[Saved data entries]
* BEGIN *

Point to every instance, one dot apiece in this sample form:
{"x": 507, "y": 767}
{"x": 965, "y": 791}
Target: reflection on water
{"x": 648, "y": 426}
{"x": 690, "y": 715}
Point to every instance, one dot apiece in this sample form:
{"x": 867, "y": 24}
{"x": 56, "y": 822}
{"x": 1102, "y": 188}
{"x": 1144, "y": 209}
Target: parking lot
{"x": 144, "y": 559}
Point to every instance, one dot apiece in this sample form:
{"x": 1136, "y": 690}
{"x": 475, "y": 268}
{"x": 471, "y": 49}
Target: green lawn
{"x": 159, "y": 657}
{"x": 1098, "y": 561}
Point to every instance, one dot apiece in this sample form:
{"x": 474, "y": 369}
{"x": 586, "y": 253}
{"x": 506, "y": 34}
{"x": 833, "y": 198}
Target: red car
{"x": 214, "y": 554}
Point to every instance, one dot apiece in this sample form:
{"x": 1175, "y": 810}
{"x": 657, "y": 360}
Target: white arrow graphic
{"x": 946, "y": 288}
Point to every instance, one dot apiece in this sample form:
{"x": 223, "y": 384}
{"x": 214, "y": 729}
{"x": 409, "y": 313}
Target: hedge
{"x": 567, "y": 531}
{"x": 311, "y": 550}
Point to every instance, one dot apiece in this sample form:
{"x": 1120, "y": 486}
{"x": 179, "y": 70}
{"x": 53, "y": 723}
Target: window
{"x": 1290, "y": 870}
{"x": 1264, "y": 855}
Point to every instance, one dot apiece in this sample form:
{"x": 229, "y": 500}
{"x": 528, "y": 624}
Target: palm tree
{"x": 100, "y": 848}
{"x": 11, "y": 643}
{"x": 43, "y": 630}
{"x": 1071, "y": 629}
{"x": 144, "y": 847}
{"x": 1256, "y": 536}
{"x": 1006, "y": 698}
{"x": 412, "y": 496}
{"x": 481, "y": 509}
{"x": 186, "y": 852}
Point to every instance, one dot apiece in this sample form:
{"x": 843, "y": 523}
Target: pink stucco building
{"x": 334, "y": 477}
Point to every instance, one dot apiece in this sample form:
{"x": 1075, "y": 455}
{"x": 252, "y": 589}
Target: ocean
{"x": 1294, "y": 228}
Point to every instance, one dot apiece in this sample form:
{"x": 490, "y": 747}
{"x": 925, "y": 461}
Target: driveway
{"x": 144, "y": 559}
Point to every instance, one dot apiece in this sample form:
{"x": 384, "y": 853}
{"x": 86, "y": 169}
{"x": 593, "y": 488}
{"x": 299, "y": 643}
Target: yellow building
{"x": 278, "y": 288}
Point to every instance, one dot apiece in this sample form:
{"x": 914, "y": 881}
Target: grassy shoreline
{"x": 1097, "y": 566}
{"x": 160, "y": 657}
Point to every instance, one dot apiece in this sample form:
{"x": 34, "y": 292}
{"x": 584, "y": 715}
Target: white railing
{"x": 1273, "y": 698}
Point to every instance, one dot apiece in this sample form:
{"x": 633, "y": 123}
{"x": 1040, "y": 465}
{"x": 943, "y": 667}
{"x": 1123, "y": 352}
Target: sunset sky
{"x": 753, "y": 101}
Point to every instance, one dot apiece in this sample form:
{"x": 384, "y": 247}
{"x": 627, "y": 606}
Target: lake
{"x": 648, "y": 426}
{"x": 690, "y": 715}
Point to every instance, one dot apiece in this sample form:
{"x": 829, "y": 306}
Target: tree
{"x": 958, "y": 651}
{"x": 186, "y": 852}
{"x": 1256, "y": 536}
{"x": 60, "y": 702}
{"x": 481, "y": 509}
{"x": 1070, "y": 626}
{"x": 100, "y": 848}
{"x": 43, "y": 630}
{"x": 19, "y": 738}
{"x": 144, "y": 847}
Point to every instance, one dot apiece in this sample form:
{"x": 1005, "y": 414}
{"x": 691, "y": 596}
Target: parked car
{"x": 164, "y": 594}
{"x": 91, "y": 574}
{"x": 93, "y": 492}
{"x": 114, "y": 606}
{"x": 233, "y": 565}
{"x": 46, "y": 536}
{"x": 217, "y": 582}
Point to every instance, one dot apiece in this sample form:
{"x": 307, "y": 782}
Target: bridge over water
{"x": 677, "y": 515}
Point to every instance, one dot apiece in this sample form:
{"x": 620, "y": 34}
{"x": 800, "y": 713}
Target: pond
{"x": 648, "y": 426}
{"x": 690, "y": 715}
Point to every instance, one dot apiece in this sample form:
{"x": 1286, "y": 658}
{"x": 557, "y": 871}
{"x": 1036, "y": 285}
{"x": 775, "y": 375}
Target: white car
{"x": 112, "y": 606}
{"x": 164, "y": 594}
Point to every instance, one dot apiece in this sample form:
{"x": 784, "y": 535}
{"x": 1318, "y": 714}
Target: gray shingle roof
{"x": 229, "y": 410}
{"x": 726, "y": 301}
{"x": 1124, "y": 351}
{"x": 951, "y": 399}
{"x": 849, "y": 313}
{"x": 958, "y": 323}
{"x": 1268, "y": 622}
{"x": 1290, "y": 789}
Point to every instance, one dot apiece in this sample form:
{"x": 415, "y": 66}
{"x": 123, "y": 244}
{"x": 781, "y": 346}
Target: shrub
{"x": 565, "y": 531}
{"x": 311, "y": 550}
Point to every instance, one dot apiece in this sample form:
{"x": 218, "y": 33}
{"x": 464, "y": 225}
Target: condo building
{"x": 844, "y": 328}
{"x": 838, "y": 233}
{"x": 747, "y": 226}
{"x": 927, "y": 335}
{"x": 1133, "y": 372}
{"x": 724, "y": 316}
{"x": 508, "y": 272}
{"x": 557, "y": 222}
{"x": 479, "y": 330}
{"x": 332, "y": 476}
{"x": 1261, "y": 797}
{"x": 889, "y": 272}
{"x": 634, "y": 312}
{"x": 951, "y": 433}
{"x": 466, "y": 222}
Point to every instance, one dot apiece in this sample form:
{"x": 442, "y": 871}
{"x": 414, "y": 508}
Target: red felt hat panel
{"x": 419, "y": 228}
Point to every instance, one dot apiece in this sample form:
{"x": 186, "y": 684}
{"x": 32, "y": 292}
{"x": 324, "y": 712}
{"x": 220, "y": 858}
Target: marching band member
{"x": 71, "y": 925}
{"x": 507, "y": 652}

* END *

### [What to work on]
Type the whole listing again, unaltered.

### [Response for this exercise]
Point to every instance, one dot apiece in this sample form:
{"x": 507, "y": 767}
{"x": 965, "y": 791}
Target: reflection on water
{"x": 648, "y": 426}
{"x": 690, "y": 715}
Point to every instance, one dot apiece in this sample form:
{"x": 867, "y": 24}
{"x": 56, "y": 822}
{"x": 1102, "y": 188}
{"x": 1144, "y": 209}
Target: parking lot
{"x": 144, "y": 559}
Point to every instance, one dot apiece in this sample form:
{"x": 1136, "y": 690}
{"x": 475, "y": 268}
{"x": 471, "y": 49}
Target: green lawn
{"x": 159, "y": 657}
{"x": 1098, "y": 561}
Point to every instance, one dot apiece in this sample form:
{"x": 474, "y": 369}
{"x": 586, "y": 253}
{"x": 506, "y": 34}
{"x": 833, "y": 198}
Target: red car
{"x": 214, "y": 554}
Point to every instance, one dot apiece in this sample form:
{"x": 1175, "y": 810}
{"x": 657, "y": 360}
Target: white arrow graphic
{"x": 946, "y": 288}
Point to every instance, one dot apiece in this sample form:
{"x": 223, "y": 384}
{"x": 214, "y": 729}
{"x": 409, "y": 313}
Target: hedge
{"x": 567, "y": 531}
{"x": 311, "y": 550}
Point to every instance, one dot apiece in this sample form:
{"x": 1120, "y": 486}
{"x": 179, "y": 70}
{"x": 53, "y": 723}
Target: window
{"x": 1290, "y": 870}
{"x": 1264, "y": 855}
Point to every instance, one dot apiece in this sample form:
{"x": 229, "y": 500}
{"x": 528, "y": 624}
Target: palm tree
{"x": 100, "y": 848}
{"x": 11, "y": 643}
{"x": 43, "y": 630}
{"x": 1071, "y": 629}
{"x": 144, "y": 847}
{"x": 1256, "y": 536}
{"x": 1006, "y": 698}
{"x": 412, "y": 496}
{"x": 481, "y": 509}
{"x": 186, "y": 852}
Point to every instance, one dot apiece in this sample form:
{"x": 843, "y": 523}
Target: pink stucco building
{"x": 334, "y": 477}
Point to every instance, one dot apiece in this sample form:
{"x": 1075, "y": 455}
{"x": 252, "y": 589}
Target: ocean
{"x": 1294, "y": 228}
Point to every instance, one dot apiece in this sample form:
{"x": 490, "y": 747}
{"x": 925, "y": 461}
Target: driveway
{"x": 144, "y": 559}
Point to every instance, one dot apiece in this sample form:
{"x": 384, "y": 853}
{"x": 86, "y": 169}
{"x": 593, "y": 488}
{"x": 299, "y": 643}
Target: yellow building
{"x": 278, "y": 288}
Point to every instance, one dot apiece in this sample form:
{"x": 914, "y": 881}
Target: grassy shoreline
{"x": 1097, "y": 566}
{"x": 160, "y": 657}
Point to every instance, one dot apiece in this sample form:
{"x": 34, "y": 292}
{"x": 584, "y": 715}
Target: white railing
{"x": 1273, "y": 698}
Point to every instance, one dot apiece in this sample form:
{"x": 633, "y": 123}
{"x": 1040, "y": 465}
{"x": 943, "y": 667}
{"x": 1123, "y": 352}
Target: sunset sky
{"x": 753, "y": 101}
Point to every instance, one dot apiece in this sample form:
{"x": 384, "y": 247}
{"x": 627, "y": 606}
Target: lake
{"x": 648, "y": 426}
{"x": 690, "y": 715}
Point to every instance, one dot apiece in this sample form:
{"x": 829, "y": 306}
Target: tree
{"x": 958, "y": 651}
{"x": 186, "y": 852}
{"x": 1256, "y": 536}
{"x": 60, "y": 702}
{"x": 481, "y": 509}
{"x": 1070, "y": 626}
{"x": 100, "y": 848}
{"x": 43, "y": 630}
{"x": 19, "y": 738}
{"x": 144, "y": 847}
Point to every instance, one dot apiece in this sample form:
{"x": 1005, "y": 414}
{"x": 691, "y": 596}
Target: parked car
{"x": 164, "y": 594}
{"x": 91, "y": 574}
{"x": 93, "y": 492}
{"x": 114, "y": 606}
{"x": 233, "y": 565}
{"x": 46, "y": 536}
{"x": 217, "y": 582}
Point to every instance, one dot apiece in this sample form:
{"x": 307, "y": 782}
Target: bridge over water
{"x": 677, "y": 515}
Point to every instance, one dot apiece in this sample form:
{"x": 620, "y": 34}
{"x": 800, "y": 713}
Target: pond
{"x": 648, "y": 426}
{"x": 690, "y": 715}
Point to every instance, one dot apiece in this sample form:
{"x": 1286, "y": 658}
{"x": 557, "y": 871}
{"x": 1036, "y": 285}
{"x": 775, "y": 375}
Target: white car
{"x": 112, "y": 606}
{"x": 164, "y": 594}
Point to every instance, one dot apiece in this sample form:
{"x": 784, "y": 535}
{"x": 1318, "y": 714}
Target: gray shingle roof
{"x": 229, "y": 410}
{"x": 726, "y": 301}
{"x": 1124, "y": 351}
{"x": 951, "y": 399}
{"x": 849, "y": 313}
{"x": 958, "y": 323}
{"x": 1268, "y": 622}
{"x": 1290, "y": 789}
Point to every instance, one dot apiece in this sample form:
{"x": 415, "y": 66}
{"x": 123, "y": 244}
{"x": 781, "y": 346}
Target: shrub
{"x": 565, "y": 531}
{"x": 311, "y": 550}
Point to every instance, one dot apiece in this sample form:
{"x": 218, "y": 33}
{"x": 464, "y": 225}
Target: condo building
{"x": 844, "y": 328}
{"x": 838, "y": 233}
{"x": 747, "y": 226}
{"x": 927, "y": 335}
{"x": 1133, "y": 372}
{"x": 724, "y": 316}
{"x": 508, "y": 272}
{"x": 557, "y": 222}
{"x": 479, "y": 330}
{"x": 332, "y": 476}
{"x": 1261, "y": 797}
{"x": 889, "y": 272}
{"x": 634, "y": 312}
{"x": 951, "y": 433}
{"x": 466, "y": 222}
Point to every instance, one dot apiece in this sample form:
{"x": 442, "y": 871}
{"x": 414, "y": 508}
Target: red felt hat panel
{"x": 419, "y": 228}
Point to every instance, one dot apiece in this sample form:
{"x": 186, "y": 684}
{"x": 32, "y": 292}
{"x": 324, "y": 712}
{"x": 220, "y": 858}
Target: marching band member
{"x": 71, "y": 925}
{"x": 507, "y": 652}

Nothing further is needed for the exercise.